## [Task to complete]
Set down each entry below exactly as written, keeping the pictures out.

## [Stored data]
==*==
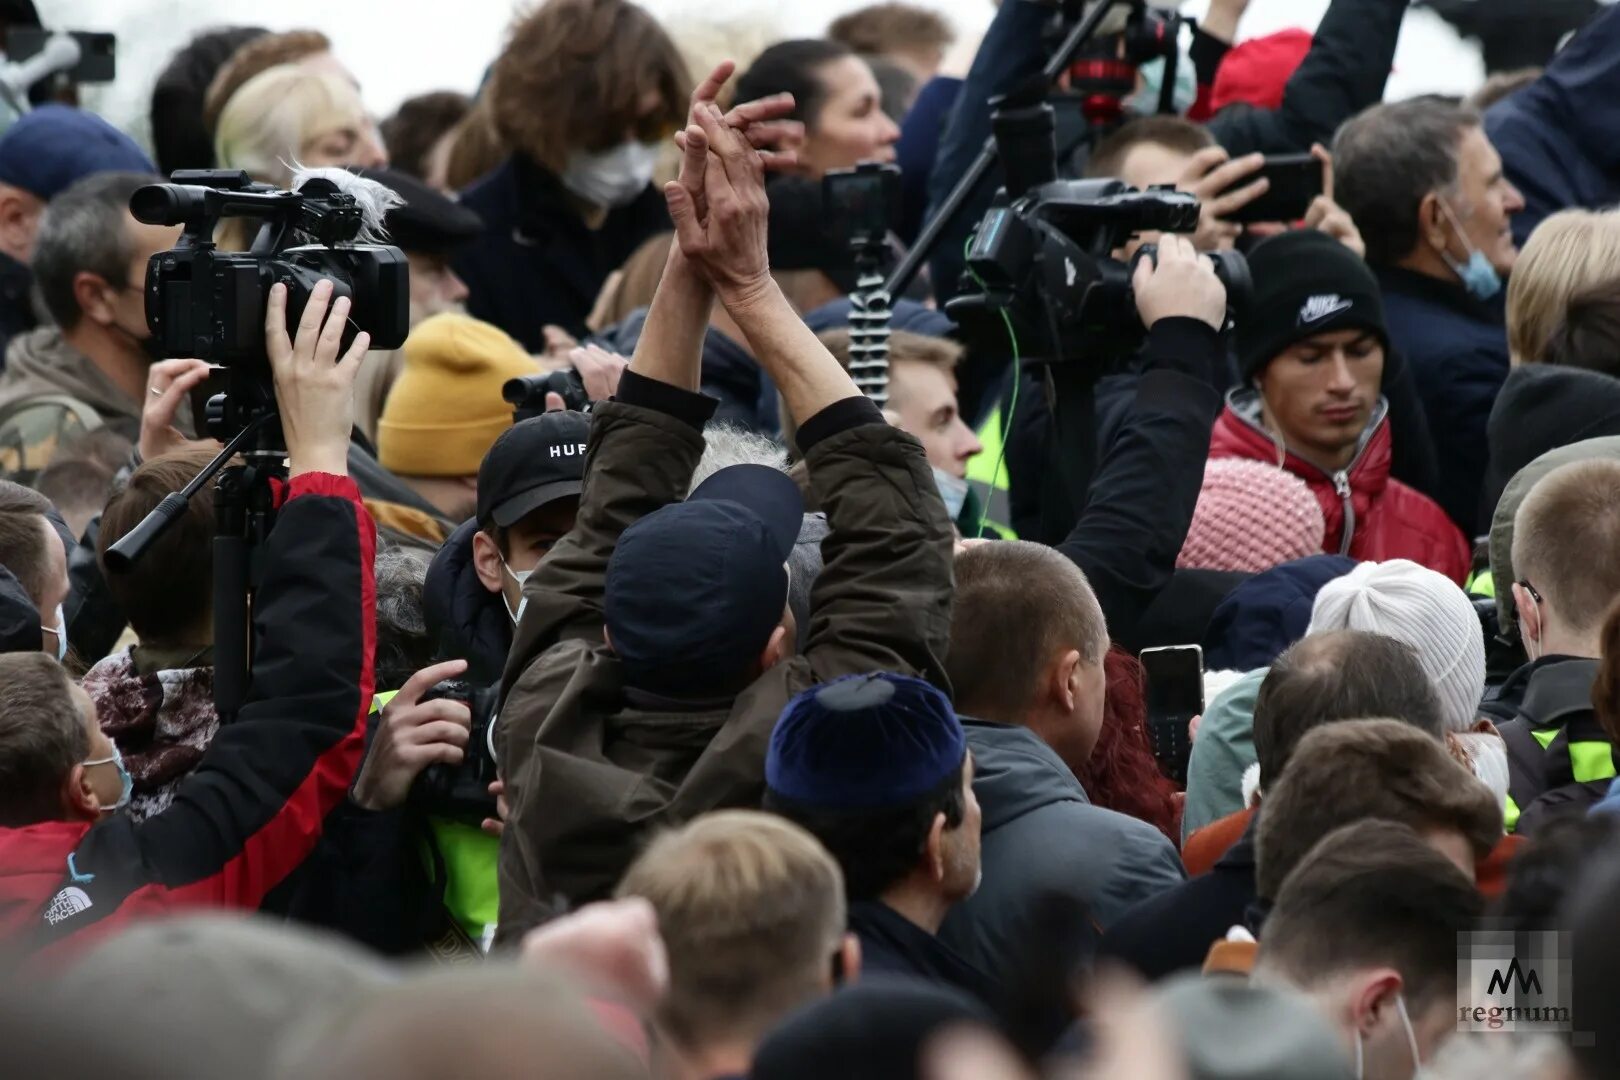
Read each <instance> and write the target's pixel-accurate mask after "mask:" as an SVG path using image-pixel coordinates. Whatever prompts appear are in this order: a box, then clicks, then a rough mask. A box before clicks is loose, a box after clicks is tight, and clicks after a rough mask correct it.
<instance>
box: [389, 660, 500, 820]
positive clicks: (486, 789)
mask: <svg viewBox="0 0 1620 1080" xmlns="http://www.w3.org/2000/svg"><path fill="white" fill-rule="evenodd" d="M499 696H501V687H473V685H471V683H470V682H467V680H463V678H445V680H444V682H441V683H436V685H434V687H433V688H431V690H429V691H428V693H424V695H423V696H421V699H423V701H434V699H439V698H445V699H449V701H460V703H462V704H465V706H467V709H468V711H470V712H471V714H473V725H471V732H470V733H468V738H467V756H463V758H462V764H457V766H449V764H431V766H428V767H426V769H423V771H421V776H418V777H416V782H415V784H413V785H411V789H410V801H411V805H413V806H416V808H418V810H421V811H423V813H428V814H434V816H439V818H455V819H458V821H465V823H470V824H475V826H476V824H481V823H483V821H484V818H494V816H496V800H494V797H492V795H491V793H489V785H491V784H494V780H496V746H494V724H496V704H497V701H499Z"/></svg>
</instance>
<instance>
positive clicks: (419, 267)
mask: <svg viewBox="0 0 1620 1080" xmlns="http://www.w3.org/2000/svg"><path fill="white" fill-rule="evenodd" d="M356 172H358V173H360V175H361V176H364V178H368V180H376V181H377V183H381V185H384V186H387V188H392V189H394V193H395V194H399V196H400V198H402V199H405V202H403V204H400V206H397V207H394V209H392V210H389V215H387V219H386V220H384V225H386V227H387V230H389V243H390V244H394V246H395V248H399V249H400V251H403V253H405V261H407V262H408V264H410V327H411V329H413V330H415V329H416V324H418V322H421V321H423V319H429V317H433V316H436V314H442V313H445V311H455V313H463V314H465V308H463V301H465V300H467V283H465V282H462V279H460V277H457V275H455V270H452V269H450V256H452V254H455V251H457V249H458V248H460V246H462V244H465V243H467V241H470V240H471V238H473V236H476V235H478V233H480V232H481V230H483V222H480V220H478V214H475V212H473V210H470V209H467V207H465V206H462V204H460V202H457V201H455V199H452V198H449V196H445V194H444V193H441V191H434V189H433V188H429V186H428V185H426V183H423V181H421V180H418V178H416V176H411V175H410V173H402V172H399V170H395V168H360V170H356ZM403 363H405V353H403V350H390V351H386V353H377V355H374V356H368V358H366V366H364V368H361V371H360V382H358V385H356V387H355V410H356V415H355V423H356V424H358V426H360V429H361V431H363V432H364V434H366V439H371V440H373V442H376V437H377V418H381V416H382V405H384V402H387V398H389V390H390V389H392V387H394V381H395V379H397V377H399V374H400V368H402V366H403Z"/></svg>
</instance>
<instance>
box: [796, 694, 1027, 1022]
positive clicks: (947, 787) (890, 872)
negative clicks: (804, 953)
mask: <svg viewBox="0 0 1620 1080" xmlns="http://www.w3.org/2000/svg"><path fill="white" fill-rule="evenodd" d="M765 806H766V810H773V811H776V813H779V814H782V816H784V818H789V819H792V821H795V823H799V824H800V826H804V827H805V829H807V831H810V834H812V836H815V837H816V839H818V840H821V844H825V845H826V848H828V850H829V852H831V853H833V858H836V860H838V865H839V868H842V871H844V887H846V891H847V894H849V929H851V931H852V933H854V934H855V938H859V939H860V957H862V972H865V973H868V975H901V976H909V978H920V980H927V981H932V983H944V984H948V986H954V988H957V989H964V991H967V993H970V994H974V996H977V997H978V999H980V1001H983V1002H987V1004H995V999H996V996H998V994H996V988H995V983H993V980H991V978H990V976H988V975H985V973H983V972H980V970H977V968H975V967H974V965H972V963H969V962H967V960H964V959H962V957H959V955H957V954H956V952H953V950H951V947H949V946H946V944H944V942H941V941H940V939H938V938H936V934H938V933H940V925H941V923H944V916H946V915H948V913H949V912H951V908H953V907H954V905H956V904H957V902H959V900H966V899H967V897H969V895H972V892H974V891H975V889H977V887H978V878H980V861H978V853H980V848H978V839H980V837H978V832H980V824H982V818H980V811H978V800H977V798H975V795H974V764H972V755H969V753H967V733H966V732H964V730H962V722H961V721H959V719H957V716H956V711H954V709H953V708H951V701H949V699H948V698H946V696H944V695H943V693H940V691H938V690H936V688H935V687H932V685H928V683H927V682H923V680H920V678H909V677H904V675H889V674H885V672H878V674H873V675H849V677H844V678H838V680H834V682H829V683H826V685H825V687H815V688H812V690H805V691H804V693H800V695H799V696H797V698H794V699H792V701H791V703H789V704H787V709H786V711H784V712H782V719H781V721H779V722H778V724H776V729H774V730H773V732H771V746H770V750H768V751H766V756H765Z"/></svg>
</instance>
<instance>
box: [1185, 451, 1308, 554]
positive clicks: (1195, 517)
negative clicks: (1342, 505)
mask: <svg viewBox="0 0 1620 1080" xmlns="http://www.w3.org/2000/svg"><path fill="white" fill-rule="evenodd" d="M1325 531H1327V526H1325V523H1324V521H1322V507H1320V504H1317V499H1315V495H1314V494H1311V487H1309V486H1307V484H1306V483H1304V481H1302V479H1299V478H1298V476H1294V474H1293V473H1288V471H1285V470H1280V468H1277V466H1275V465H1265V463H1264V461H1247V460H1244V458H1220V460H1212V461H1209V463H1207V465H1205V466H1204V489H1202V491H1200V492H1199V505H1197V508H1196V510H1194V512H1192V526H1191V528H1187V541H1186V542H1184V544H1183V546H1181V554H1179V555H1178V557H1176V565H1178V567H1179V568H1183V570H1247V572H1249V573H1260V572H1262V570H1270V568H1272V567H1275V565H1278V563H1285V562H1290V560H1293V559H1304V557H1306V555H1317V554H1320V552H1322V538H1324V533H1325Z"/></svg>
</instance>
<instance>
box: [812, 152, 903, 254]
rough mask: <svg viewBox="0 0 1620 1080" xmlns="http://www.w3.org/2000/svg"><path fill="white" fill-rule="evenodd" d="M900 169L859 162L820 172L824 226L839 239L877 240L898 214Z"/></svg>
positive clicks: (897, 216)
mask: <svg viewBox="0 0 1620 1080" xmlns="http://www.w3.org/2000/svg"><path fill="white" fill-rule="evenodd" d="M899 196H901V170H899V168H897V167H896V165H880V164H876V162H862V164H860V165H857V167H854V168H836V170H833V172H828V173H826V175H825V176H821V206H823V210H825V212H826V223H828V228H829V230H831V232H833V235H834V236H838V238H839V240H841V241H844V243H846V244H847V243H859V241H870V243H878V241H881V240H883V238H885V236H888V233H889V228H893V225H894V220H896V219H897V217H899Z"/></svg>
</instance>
==*==
## [Response area]
Read each <instance> and write the target's pixel-accurate mask after "mask:" as an SVG path using image-pixel coordinates. Whatever prompts appear are in this order: a box, then clicks, then a rough mask. A box before clicks is loose, a box after clicks is tight, and clicks after a rough mask correct it.
<instance>
box: [389, 660, 500, 820]
positive clicks: (486, 789)
mask: <svg viewBox="0 0 1620 1080" xmlns="http://www.w3.org/2000/svg"><path fill="white" fill-rule="evenodd" d="M499 696H501V687H473V685H471V683H470V682H467V680H463V678H445V680H444V682H441V683H436V685H434V687H433V688H431V690H429V691H428V693H424V695H423V696H421V699H423V701H434V699H439V698H445V699H449V701H460V703H462V704H465V706H467V709H468V711H470V712H471V714H473V725H471V732H470V733H468V738H467V756H463V758H462V764H457V766H449V764H431V766H428V767H426V769H423V771H421V776H418V777H416V782H415V784H413V785H411V789H410V801H411V805H413V806H416V808H418V810H421V811H423V813H428V814H434V816H439V818H455V819H458V821H465V823H470V824H475V826H476V824H481V823H483V821H484V818H494V816H496V800H494V797H492V795H491V793H489V785H491V784H494V780H496V746H494V724H496V704H497V701H499Z"/></svg>
</instance>
<instance>
positive clicks: (419, 267)
mask: <svg viewBox="0 0 1620 1080" xmlns="http://www.w3.org/2000/svg"><path fill="white" fill-rule="evenodd" d="M356 172H358V173H360V175H361V176H364V178H368V180H376V181H377V183H381V185H384V186H387V188H392V189H394V193H395V194H399V196H400V198H402V199H405V202H403V204H400V206H397V207H394V209H392V210H389V215H387V219H386V220H384V225H386V227H387V230H389V243H390V244H394V246H395V248H399V249H400V251H403V253H405V261H407V262H408V264H410V327H411V329H413V330H415V329H416V324H418V322H421V321H423V319H429V317H433V316H436V314H442V313H445V311H455V313H463V314H465V308H463V301H465V300H467V283H465V282H462V279H460V277H457V275H455V270H452V269H450V256H452V254H455V251H457V249H458V248H460V246H462V244H465V243H467V241H470V240H471V238H473V236H476V235H478V233H480V232H481V230H483V222H480V220H478V214H475V212H473V210H470V209H467V207H465V206H462V204H460V202H457V201H455V199H452V198H449V196H445V194H444V193H441V191H434V189H433V188H429V186H428V185H426V183H423V181H421V180H418V178H416V176H411V175H410V173H402V172H399V170H395V168H360V170H356ZM403 363H405V353H403V350H390V351H386V353H377V355H374V356H368V358H366V366H364V368H361V371H360V382H358V385H356V387H355V410H356V415H355V423H356V424H358V426H360V429H361V431H363V432H364V434H366V439H371V440H373V442H376V437H377V418H381V416H382V405H384V402H387V398H389V390H390V389H392V387H394V381H395V379H397V377H399V374H400V368H402V366H403Z"/></svg>
</instance>
<instance>
box: [796, 694, 1027, 1022]
positive clicks: (947, 787) (890, 872)
negative clicks: (804, 953)
mask: <svg viewBox="0 0 1620 1080" xmlns="http://www.w3.org/2000/svg"><path fill="white" fill-rule="evenodd" d="M765 806H766V810H773V811H776V813H779V814H782V816H784V818H789V819H792V821H795V823H799V824H800V826H804V827H805V829H807V831H810V834H812V836H815V837H816V839H818V840H821V844H825V845H826V848H828V850H829V852H831V853H833V858H836V860H838V865H839V868H842V871H844V887H846V891H847V894H849V929H851V931H852V933H854V934H855V938H859V939H860V957H862V972H865V973H868V975H901V976H909V978H920V980H927V981H932V983H944V984H948V986H954V988H957V989H964V991H967V993H970V994H974V996H977V997H978V999H980V1001H983V1002H987V1004H995V999H996V996H998V994H996V988H995V983H993V980H991V978H990V976H988V975H985V973H983V972H980V970H977V968H975V967H974V965H972V963H969V962H967V960H964V959H962V957H959V955H957V954H956V952H953V950H951V947H949V946H946V944H944V942H941V941H940V939H938V938H936V934H938V933H940V925H941V923H944V916H946V915H948V913H949V912H951V908H953V907H954V905H956V904H957V902H959V900H966V899H967V897H969V895H972V892H974V891H975V889H977V887H978V878H980V861H978V853H980V848H978V839H980V837H978V832H980V824H982V818H980V811H978V800H977V798H975V795H974V764H972V755H969V753H967V733H966V732H964V730H962V722H961V721H959V719H957V716H956V711H954V709H953V708H951V701H949V699H948V698H946V696H944V695H943V693H940V691H938V690H936V688H935V687H932V685H928V683H927V682H923V680H920V678H909V677H904V675H889V674H885V672H878V674H873V675H849V677H844V678H838V680H834V682H829V683H826V685H825V687H815V688H812V690H805V691H804V693H800V695H799V696H797V698H794V699H792V701H791V703H789V704H787V709H786V711H784V712H782V719H781V721H779V722H778V724H776V729H774V730H773V732H771V746H770V750H768V751H766V756H765Z"/></svg>
</instance>
<instance>
box: [1185, 451, 1308, 554]
positive clicks: (1195, 517)
negative clicks: (1342, 505)
mask: <svg viewBox="0 0 1620 1080" xmlns="http://www.w3.org/2000/svg"><path fill="white" fill-rule="evenodd" d="M1325 531H1327V526H1325V523H1324V521H1322V507H1320V504H1317V499H1315V495H1314V494H1311V487H1309V486H1307V484H1306V483H1304V481H1302V479H1299V478H1298V476H1294V474H1293V473H1288V471H1285V470H1280V468H1277V466H1275V465H1265V463H1264V461H1247V460H1244V458H1220V460H1212V461H1209V463H1207V465H1205V466H1204V489H1202V491H1200V492H1199V505H1197V508H1196V510H1194V512H1192V526H1191V528H1187V541H1186V542H1184V544H1183V546H1181V554H1179V555H1178V557H1176V565H1178V567H1179V568H1183V570H1247V572H1249V573H1260V572H1262V570H1270V568H1272V567H1275V565H1278V563H1285V562H1290V560H1293V559H1304V557H1306V555H1317V554H1320V552H1322V538H1324V533H1325Z"/></svg>
</instance>
<instance>
box: [812, 152, 903, 254]
rough mask: <svg viewBox="0 0 1620 1080" xmlns="http://www.w3.org/2000/svg"><path fill="white" fill-rule="evenodd" d="M900 169L859 162L820 172L824 226L839 239L877 240L898 214Z"/></svg>
positive clicks: (897, 216)
mask: <svg viewBox="0 0 1620 1080" xmlns="http://www.w3.org/2000/svg"><path fill="white" fill-rule="evenodd" d="M899 196H901V170H899V168H897V167H896V165H880V164H876V162H862V164H860V165H857V167H854V168H836V170H833V172H828V173H826V175H825V176H821V206H823V210H825V212H826V223H828V228H829V230H831V232H833V235H834V236H838V238H839V240H841V241H844V243H846V244H847V243H859V241H870V243H878V241H881V240H883V238H885V236H888V233H889V228H893V225H894V220H896V219H897V217H899Z"/></svg>
</instance>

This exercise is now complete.